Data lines
##############################

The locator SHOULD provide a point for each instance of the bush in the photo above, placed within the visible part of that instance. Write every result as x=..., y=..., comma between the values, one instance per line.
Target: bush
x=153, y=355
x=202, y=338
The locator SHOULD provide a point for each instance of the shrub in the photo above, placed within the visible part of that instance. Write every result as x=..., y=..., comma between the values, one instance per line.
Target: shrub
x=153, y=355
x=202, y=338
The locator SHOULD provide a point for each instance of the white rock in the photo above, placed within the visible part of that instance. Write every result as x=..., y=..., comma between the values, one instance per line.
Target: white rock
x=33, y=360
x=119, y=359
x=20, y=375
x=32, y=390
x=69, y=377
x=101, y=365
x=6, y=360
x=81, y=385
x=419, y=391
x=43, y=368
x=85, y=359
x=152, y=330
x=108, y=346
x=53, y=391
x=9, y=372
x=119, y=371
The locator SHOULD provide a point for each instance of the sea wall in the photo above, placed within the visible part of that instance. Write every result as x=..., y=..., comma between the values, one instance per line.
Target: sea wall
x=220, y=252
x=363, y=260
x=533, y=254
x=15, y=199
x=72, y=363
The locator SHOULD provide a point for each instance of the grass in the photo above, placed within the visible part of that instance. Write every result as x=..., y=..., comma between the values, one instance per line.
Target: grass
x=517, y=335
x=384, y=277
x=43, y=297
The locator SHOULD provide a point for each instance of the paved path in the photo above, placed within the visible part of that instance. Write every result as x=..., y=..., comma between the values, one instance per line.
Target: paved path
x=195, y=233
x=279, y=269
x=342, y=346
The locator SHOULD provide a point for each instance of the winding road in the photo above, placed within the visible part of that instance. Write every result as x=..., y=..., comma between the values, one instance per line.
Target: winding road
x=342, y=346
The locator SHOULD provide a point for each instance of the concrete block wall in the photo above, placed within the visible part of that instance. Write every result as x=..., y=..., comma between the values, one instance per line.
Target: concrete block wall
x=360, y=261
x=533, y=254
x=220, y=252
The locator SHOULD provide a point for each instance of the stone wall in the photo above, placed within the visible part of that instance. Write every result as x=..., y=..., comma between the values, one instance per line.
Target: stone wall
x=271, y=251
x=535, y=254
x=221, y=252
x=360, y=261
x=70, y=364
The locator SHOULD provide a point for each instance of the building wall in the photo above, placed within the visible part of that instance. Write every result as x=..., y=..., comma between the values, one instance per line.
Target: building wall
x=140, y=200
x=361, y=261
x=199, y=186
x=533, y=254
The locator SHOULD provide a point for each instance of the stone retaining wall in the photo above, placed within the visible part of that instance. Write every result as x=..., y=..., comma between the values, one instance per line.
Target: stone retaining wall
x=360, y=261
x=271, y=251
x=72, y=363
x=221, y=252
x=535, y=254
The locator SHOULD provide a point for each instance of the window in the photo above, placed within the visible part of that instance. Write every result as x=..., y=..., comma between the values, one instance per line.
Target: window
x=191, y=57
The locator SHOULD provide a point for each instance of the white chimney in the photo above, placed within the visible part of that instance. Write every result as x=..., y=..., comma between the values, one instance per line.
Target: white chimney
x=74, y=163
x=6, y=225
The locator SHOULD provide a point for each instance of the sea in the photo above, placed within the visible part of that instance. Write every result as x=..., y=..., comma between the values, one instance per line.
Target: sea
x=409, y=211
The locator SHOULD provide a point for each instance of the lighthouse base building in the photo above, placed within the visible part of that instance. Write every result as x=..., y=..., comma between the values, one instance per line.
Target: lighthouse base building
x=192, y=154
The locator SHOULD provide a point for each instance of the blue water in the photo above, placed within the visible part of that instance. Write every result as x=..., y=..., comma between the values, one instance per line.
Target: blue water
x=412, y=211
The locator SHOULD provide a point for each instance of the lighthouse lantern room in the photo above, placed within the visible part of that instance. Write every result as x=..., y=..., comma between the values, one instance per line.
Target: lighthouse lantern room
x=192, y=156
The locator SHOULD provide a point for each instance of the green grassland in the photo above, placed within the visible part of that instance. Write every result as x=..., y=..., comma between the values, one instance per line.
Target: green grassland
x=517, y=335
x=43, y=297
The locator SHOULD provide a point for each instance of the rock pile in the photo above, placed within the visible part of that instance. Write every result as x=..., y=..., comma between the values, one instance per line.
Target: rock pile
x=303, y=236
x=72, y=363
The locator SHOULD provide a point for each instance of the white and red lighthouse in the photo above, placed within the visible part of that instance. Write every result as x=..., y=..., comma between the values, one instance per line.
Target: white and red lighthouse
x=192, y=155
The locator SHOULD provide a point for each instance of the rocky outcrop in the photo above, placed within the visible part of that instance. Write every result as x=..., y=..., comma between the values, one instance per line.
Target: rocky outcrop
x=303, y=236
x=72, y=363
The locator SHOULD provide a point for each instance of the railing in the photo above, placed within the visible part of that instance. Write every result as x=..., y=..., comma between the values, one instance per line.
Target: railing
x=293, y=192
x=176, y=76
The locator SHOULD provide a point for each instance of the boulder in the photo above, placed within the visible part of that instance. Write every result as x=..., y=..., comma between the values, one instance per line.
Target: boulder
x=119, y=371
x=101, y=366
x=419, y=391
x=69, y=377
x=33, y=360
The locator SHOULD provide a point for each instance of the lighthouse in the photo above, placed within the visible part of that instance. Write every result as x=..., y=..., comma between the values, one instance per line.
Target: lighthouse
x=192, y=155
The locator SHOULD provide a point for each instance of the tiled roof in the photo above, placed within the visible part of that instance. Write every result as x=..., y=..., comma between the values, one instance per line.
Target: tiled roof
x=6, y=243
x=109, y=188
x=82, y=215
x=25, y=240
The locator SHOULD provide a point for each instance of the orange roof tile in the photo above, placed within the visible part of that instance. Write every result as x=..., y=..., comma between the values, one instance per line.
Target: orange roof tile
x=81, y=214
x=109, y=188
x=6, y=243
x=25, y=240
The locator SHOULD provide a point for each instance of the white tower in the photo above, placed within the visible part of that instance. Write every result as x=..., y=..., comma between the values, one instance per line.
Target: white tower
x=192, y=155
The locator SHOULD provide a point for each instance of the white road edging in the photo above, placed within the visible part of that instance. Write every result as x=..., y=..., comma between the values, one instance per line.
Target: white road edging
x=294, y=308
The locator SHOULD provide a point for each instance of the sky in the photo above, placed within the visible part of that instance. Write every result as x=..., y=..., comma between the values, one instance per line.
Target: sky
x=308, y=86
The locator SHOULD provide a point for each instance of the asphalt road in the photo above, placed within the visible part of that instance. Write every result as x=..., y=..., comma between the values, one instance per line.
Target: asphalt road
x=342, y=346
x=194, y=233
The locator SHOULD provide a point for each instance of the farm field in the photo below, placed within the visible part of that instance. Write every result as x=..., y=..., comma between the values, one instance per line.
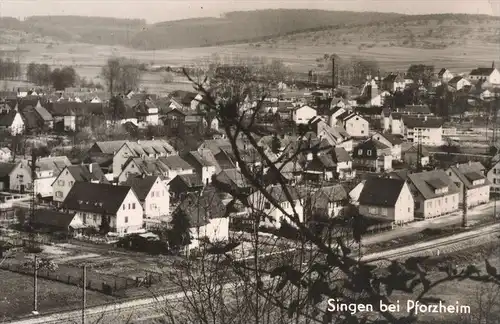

##############################

Print only the lines of the listing above that start with the line containing "of the winding" and go on through the line containing "Target: winding road". Include both of those lines and copy every line word for word.

The locator SHOULD provide a point for each instance of the winding road in the photo above, placed within the visible part of that instance. Write every result as x=..., y=..., comma between the values, one instance per line.
Target: winding road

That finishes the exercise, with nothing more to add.